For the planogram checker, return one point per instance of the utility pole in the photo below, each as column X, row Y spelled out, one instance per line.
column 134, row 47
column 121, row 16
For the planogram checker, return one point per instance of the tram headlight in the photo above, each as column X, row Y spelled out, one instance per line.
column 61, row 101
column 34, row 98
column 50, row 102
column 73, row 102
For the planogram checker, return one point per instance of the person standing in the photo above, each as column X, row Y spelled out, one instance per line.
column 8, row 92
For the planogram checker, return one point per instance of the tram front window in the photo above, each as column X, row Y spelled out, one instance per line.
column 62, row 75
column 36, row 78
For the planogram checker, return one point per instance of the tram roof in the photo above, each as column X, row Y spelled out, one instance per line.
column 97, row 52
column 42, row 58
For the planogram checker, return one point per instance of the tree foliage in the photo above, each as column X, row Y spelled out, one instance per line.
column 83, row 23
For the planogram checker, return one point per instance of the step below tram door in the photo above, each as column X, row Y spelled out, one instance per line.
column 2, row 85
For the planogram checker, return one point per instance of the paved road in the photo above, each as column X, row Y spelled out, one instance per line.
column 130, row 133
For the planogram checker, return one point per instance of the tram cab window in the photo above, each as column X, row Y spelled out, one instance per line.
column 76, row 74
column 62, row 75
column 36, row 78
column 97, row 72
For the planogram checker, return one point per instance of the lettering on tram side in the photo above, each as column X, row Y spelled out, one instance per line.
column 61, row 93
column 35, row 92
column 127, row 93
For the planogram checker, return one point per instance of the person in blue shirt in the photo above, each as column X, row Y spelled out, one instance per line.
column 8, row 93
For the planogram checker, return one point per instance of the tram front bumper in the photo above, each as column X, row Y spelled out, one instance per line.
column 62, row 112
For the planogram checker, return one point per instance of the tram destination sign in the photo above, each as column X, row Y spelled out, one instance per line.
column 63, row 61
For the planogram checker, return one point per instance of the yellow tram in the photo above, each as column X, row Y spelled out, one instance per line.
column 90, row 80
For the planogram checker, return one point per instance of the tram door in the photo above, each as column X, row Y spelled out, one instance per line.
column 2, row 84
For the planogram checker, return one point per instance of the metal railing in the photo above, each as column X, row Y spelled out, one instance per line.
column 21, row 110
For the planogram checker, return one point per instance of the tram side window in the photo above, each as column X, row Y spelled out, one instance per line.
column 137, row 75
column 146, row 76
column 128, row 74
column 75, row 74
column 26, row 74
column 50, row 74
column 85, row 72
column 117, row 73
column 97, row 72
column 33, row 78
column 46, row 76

· · · · · · ·

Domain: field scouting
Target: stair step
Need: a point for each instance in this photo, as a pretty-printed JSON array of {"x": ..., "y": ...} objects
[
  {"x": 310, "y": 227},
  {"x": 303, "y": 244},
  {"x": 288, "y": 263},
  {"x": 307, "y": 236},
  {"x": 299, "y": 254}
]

· · · · · · ·

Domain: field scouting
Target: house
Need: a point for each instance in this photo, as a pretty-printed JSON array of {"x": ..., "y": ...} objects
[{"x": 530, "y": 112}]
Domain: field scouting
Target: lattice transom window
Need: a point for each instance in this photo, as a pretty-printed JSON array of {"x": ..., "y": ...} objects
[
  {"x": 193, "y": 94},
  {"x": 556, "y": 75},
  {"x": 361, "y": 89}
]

· · · · · · ·

PROBLEM DESCRIPTION:
What lines above hold the word "Target"? Pull each one out.

EXERCISE RESPONSE:
Target: stair step
Target: house
Target: lattice transom window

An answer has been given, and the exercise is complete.